■ Text shown

Latest Public Sector News

21.09.15

Social care funds shortfall is growing by £700m a year as ‘crisis’ deepens

Council leaders have backed calls from organisations representing consumers, providers and commissioners of adult social care services for the government to ensure “adequate and sustained” funding for services.

In a united voice, the Association of Directors of Adult Social Services (ADASS), the Care and Support Alliance (CSA, representing charities), the Care Provider Alliance and NHS Confederation, said the social care sector is in danger of a “deepening crisis” which is compromising the dignity, health and wellbeing of older and disabled people. 

In their Spending Review submission, the organisations warn that with more people living longer with more complex needs this requires more trained and supported staff

While the organisations say that sustaining a steady workforce is “challenging” they welcome the chancellor’s National Living Wage announcement, but this “needs to be funded”. 

Ray James, president of ADASS said: “It is vitally important that this year’s Spending Review understands the importance of our services to vulnerable people; the significance of a well-funded, collaborative and integrated social care service has for the NHS, and the near-certainty that without adequate and sustained finances our ability to carry out our Care Act duties to maintain a viable home and residential market will be in jeopardy.”

■ Entries shown
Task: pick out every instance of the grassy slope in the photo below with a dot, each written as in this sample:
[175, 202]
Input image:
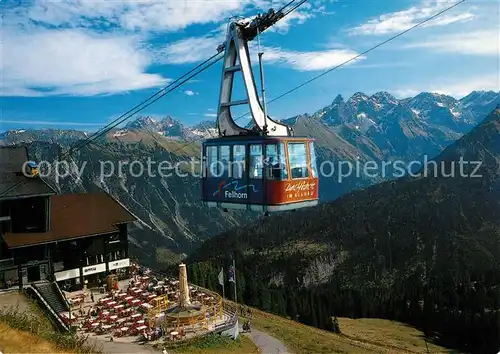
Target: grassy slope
[358, 336]
[17, 341]
[215, 345]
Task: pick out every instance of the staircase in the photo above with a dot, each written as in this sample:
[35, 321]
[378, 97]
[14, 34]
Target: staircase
[52, 298]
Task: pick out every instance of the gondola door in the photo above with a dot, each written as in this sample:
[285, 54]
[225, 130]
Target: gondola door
[255, 185]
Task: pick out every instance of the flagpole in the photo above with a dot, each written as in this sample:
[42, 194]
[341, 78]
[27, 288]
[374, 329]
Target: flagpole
[221, 282]
[234, 277]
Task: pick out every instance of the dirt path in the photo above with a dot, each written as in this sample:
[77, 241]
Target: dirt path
[119, 347]
[266, 343]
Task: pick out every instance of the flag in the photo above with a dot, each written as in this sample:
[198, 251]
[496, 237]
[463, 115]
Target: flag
[230, 274]
[221, 277]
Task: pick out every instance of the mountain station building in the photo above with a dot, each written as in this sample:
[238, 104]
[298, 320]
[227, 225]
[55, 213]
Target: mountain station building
[73, 239]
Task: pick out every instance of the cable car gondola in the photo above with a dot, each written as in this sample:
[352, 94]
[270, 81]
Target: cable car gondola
[266, 168]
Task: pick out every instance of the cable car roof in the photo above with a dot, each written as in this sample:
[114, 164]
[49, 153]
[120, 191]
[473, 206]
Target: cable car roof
[254, 138]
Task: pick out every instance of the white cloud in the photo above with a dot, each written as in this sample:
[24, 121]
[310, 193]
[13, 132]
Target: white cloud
[181, 52]
[39, 122]
[473, 43]
[73, 62]
[399, 21]
[80, 47]
[148, 15]
[457, 88]
[189, 50]
[310, 61]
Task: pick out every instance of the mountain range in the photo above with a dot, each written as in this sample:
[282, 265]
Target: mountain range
[362, 128]
[424, 250]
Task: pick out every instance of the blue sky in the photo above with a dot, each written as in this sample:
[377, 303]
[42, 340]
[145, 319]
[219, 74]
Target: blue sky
[80, 64]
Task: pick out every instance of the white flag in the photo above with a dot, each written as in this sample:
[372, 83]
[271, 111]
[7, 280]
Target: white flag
[221, 277]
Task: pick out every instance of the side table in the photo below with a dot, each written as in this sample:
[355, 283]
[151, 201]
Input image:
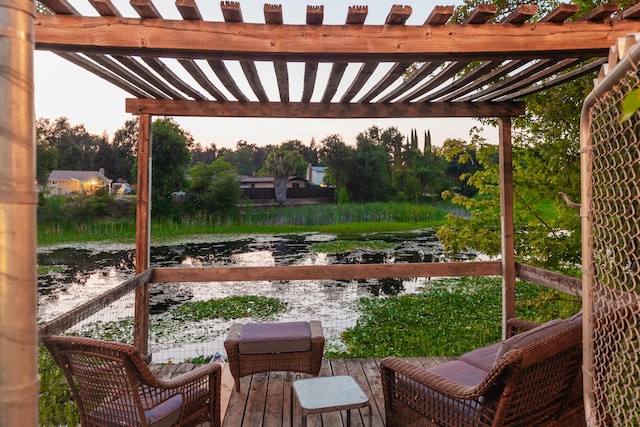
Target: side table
[325, 394]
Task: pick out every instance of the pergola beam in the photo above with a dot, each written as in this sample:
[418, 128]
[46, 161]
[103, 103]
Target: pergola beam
[233, 40]
[166, 107]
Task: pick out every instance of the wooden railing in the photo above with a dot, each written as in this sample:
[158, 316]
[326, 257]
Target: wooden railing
[563, 283]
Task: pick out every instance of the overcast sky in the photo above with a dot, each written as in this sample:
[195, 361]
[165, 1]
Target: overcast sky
[64, 89]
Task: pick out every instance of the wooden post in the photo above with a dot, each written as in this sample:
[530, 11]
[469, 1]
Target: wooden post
[143, 233]
[19, 383]
[506, 219]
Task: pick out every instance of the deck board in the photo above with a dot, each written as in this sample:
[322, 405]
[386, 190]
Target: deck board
[265, 399]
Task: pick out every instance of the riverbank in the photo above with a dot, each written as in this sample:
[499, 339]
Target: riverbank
[335, 219]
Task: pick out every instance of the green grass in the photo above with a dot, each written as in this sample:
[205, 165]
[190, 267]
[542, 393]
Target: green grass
[331, 218]
[448, 318]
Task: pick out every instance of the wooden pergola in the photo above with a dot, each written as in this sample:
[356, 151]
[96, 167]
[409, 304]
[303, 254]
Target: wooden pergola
[482, 67]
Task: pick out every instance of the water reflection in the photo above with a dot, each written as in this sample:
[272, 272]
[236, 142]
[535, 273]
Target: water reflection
[81, 274]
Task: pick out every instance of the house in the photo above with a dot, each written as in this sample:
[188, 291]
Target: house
[315, 174]
[64, 182]
[267, 182]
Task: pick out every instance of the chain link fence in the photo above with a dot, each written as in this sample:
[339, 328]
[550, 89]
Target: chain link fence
[611, 199]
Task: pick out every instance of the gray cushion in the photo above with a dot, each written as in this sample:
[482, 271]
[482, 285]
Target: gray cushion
[166, 414]
[460, 372]
[283, 337]
[531, 336]
[483, 358]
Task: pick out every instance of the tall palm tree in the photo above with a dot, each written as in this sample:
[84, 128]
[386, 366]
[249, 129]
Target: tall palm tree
[281, 164]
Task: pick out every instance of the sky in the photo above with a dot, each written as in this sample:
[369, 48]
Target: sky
[63, 89]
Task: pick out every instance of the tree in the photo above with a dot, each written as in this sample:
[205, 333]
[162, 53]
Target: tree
[214, 187]
[545, 162]
[281, 164]
[248, 158]
[170, 157]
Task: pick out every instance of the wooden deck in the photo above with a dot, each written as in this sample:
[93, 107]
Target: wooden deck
[265, 399]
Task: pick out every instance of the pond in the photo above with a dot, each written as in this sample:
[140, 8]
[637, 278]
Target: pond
[77, 273]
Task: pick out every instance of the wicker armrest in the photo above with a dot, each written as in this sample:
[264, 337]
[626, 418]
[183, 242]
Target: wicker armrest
[516, 326]
[392, 366]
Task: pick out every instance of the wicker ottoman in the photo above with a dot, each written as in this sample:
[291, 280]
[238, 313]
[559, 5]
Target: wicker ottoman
[283, 346]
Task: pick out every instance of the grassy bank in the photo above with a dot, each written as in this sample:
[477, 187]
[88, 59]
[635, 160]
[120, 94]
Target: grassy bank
[331, 218]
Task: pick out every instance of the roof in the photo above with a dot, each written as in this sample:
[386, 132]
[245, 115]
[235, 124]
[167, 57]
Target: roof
[82, 176]
[245, 179]
[182, 67]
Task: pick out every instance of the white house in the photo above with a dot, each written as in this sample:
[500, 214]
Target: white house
[62, 182]
[315, 174]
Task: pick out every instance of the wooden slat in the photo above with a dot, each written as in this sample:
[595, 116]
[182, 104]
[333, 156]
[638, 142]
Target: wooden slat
[337, 71]
[253, 78]
[347, 272]
[273, 16]
[310, 73]
[231, 11]
[223, 74]
[322, 110]
[466, 79]
[145, 8]
[561, 13]
[105, 7]
[365, 71]
[60, 6]
[523, 13]
[561, 282]
[189, 10]
[416, 77]
[526, 77]
[356, 15]
[555, 81]
[631, 13]
[196, 72]
[159, 67]
[481, 14]
[104, 74]
[352, 43]
[125, 73]
[389, 78]
[140, 70]
[600, 13]
[439, 15]
[315, 15]
[439, 78]
[398, 15]
[491, 89]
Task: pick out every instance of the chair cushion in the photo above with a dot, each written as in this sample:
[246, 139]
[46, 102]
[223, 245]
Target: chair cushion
[483, 358]
[166, 414]
[460, 372]
[282, 337]
[531, 336]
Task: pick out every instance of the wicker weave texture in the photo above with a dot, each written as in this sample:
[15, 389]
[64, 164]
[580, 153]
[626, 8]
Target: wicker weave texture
[536, 385]
[112, 385]
[308, 362]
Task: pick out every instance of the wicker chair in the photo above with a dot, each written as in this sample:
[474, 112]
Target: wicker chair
[537, 383]
[112, 385]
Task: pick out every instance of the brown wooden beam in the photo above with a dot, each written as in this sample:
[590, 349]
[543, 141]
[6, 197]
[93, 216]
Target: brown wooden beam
[560, 282]
[165, 107]
[324, 272]
[233, 40]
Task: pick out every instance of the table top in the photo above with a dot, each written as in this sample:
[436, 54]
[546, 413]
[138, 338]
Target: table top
[335, 392]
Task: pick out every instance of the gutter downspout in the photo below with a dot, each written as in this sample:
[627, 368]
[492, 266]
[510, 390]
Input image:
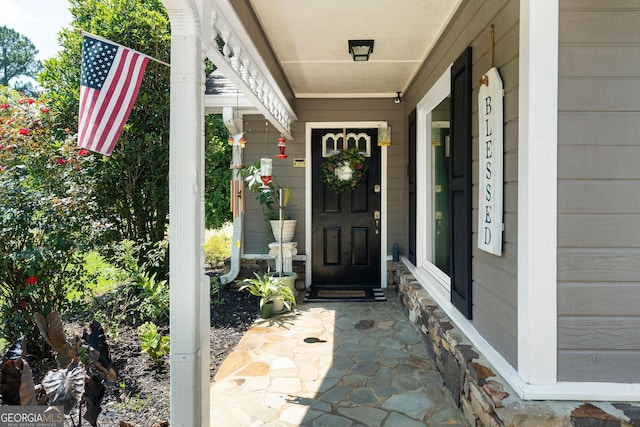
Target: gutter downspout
[189, 289]
[238, 220]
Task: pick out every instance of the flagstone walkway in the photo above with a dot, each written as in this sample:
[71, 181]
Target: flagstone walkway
[332, 364]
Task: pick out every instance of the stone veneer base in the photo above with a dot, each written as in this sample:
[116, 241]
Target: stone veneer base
[484, 397]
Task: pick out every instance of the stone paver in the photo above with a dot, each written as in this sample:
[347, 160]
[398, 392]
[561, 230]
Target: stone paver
[332, 364]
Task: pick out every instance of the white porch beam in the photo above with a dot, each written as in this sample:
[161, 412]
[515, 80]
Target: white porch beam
[537, 192]
[241, 63]
[189, 294]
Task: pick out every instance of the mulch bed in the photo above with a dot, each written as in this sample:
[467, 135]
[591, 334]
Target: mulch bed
[140, 396]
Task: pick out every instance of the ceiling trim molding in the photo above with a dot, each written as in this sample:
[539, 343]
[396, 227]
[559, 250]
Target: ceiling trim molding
[241, 63]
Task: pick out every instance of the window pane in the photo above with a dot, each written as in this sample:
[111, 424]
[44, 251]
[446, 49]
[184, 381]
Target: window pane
[441, 240]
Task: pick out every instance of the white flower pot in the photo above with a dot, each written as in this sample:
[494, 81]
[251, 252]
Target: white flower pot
[288, 231]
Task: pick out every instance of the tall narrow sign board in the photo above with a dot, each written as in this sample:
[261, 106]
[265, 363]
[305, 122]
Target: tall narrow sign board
[490, 113]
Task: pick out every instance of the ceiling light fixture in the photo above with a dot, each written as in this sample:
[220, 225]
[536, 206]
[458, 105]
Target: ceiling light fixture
[360, 50]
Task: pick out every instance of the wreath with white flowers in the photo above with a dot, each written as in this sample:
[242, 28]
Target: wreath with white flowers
[344, 171]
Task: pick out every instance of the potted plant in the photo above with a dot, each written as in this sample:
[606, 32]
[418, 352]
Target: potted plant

■ Prompt A
Name every organisation that the social care funding article says spoke "in a united voice."
■ Prompt B
According to the social care funding article, by how much is the shortfall in social care funds growing each year?
■ Prompt C
From the social care funding article, transcribe the passage starting with "In a united" and going on through "and disabled people.".

■ Problem solution A
- Association of Directors of Adult Social Services (ADASS)
- Care and Support Alliance (CSA)
- Care Provider Alliance
- NHS Confederation

■ Problem solution B
£700m a year.

■ Problem solution C
In a united voice, the Association of Directors of Adult Social Services (ADASS), the Care and Support Alliance (CSA, representing charities), the Care Provider Alliance and NHS Confederation, said the social care sector is in danger of a “deepening crisis” which is compromising the dignity, health and wellbeing of older and disabled people.